Dataset excerpts on object pointing:
################
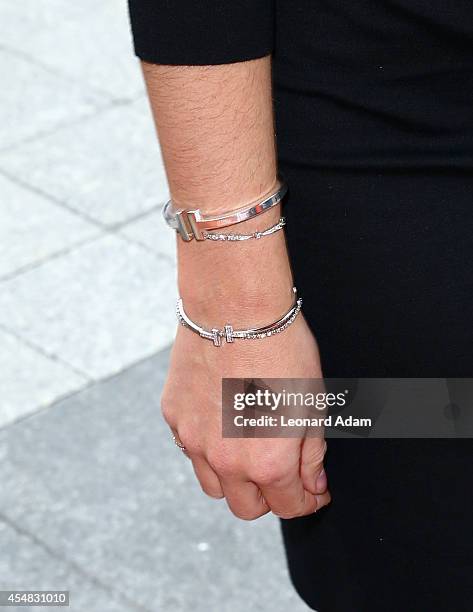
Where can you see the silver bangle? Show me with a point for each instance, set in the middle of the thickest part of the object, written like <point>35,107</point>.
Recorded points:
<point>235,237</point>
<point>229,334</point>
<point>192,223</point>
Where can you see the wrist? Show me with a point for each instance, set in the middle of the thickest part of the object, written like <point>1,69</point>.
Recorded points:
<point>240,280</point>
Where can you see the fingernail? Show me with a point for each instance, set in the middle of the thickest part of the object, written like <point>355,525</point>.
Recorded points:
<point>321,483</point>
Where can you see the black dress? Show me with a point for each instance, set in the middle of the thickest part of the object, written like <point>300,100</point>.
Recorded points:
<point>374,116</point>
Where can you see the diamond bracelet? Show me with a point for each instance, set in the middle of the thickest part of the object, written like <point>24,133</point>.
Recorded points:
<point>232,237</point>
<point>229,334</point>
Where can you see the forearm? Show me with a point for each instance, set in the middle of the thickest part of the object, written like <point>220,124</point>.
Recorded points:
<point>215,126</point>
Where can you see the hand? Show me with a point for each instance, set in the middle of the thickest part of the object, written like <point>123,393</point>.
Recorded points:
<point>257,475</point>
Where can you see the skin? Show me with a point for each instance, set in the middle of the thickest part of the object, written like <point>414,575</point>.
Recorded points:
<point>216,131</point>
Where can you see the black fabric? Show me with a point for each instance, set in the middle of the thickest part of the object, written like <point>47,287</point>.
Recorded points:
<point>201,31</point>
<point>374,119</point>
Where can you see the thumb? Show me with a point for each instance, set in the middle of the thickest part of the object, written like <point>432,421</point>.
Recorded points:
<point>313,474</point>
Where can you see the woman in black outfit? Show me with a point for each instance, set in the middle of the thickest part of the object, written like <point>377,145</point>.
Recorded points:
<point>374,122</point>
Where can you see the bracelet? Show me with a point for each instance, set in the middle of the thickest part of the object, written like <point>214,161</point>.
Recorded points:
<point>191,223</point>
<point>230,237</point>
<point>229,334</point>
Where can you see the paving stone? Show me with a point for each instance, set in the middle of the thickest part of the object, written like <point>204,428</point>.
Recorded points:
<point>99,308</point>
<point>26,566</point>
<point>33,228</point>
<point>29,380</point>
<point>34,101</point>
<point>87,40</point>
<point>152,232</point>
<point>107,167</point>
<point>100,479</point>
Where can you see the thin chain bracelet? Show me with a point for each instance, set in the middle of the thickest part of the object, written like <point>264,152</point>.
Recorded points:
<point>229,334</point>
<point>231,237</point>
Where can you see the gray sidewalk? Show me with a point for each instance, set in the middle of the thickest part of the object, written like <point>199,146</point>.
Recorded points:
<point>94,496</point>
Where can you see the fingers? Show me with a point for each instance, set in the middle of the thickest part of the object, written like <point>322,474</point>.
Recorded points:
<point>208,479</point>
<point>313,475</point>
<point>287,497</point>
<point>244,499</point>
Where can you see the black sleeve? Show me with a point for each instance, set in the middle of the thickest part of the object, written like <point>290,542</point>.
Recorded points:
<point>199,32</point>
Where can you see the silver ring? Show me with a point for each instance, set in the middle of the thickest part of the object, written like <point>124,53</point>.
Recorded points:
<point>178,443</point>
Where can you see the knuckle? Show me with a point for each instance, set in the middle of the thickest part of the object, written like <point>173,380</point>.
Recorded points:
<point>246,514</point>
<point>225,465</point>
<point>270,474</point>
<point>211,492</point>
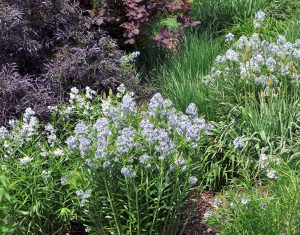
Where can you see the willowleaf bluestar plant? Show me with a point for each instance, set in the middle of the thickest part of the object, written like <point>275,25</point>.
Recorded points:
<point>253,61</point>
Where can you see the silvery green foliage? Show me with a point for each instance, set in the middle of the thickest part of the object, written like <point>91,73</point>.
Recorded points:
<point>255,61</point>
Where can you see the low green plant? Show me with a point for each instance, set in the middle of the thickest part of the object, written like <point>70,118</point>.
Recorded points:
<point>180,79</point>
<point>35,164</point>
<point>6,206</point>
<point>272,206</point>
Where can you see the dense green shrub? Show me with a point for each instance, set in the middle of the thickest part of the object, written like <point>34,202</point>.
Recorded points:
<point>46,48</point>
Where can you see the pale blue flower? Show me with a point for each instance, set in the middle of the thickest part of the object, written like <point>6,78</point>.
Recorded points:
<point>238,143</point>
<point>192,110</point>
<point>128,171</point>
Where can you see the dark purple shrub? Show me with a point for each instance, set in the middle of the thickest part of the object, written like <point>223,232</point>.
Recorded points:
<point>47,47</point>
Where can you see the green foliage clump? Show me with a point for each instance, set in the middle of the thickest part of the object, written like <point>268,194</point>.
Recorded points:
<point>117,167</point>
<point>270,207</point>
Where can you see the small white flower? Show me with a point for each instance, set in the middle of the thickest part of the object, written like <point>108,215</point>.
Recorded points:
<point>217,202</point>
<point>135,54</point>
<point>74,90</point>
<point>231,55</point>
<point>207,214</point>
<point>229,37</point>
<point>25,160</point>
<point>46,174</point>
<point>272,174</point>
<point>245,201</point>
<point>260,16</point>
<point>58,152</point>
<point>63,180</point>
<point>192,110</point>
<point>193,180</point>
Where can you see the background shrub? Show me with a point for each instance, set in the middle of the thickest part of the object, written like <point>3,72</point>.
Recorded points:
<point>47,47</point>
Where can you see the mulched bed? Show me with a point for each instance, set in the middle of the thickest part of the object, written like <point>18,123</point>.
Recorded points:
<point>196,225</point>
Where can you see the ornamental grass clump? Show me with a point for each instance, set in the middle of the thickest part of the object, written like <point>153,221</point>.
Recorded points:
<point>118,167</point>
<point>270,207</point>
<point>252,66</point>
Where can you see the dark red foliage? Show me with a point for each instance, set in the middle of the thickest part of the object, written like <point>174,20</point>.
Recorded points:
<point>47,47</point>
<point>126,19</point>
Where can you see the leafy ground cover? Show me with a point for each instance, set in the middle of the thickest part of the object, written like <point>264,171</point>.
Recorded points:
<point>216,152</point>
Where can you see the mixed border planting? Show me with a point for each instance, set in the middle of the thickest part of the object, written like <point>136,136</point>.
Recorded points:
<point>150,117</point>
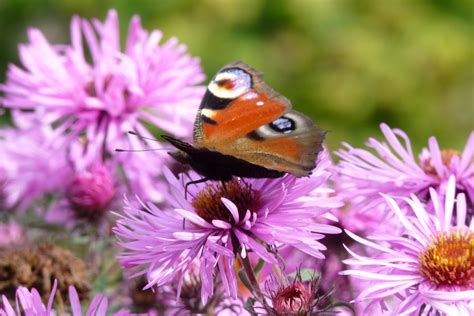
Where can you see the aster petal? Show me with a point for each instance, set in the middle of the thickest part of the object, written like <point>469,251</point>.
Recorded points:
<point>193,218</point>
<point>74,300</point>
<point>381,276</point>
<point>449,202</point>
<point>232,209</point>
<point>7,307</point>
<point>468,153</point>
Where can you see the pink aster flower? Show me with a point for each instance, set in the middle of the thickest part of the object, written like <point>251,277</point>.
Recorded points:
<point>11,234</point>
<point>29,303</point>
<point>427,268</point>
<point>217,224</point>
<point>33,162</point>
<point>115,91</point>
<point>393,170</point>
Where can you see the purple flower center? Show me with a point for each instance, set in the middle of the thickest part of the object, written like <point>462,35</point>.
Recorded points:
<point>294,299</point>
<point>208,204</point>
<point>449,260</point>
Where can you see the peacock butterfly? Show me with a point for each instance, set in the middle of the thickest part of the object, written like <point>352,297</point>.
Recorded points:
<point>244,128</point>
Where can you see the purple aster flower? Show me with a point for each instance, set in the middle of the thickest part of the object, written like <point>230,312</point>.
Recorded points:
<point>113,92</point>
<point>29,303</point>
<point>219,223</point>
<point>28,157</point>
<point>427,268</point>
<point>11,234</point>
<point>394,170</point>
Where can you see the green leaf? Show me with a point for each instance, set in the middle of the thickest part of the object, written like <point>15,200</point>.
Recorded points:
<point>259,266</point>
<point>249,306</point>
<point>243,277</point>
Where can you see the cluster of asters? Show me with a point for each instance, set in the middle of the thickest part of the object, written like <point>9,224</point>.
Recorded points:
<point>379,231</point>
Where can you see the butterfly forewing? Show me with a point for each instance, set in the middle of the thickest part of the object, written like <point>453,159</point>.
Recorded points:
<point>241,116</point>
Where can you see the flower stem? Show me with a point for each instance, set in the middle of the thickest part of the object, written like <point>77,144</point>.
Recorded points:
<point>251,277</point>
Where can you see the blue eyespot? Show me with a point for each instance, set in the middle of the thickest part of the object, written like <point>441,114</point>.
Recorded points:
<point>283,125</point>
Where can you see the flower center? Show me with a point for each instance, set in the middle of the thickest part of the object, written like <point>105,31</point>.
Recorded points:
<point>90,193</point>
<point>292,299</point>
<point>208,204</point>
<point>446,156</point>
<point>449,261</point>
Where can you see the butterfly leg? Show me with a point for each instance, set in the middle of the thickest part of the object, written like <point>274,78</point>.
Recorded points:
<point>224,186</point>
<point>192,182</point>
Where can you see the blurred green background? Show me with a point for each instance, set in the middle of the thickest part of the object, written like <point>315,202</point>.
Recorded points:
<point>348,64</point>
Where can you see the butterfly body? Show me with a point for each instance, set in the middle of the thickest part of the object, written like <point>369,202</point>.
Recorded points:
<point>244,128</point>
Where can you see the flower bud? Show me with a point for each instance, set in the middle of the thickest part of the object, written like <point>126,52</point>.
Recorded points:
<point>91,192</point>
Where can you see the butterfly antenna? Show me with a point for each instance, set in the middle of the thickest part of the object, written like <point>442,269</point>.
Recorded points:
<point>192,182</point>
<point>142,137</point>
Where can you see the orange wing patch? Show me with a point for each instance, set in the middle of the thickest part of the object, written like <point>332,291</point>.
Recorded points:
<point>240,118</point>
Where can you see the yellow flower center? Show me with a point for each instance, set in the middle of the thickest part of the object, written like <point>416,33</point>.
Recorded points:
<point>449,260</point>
################
Aim of the exercise: Present the data from its beginning up to and including the line containing "<point>374,116</point>" as a numbered list, leaving out blank lines and the pictures.

Written reply:
1. Where can you see the silver bangle? Show me with a point for each instance, set in the middle of the thickest part of the object, written like <point>35,107</point>.
2. Recorded points:
3. <point>235,237</point>
4. <point>229,334</point>
5. <point>192,223</point>
6. Where can you see the wrist? Show me with a point for each instance, set in the middle of the thickest part of the object, written like <point>1,69</point>.
7. Recorded points:
8. <point>240,280</point>
9. Where can you see the fingernail? Show me with a point for each instance, set in the middle of the thickest part of the object, written like <point>355,525</point>.
10. Recorded points:
11. <point>321,483</point>
12. Where can you see the black dress? Show me with a point for each instance, set in the middle of the thickest part of the object, written like <point>300,100</point>.
13. Recorded points:
14. <point>374,116</point>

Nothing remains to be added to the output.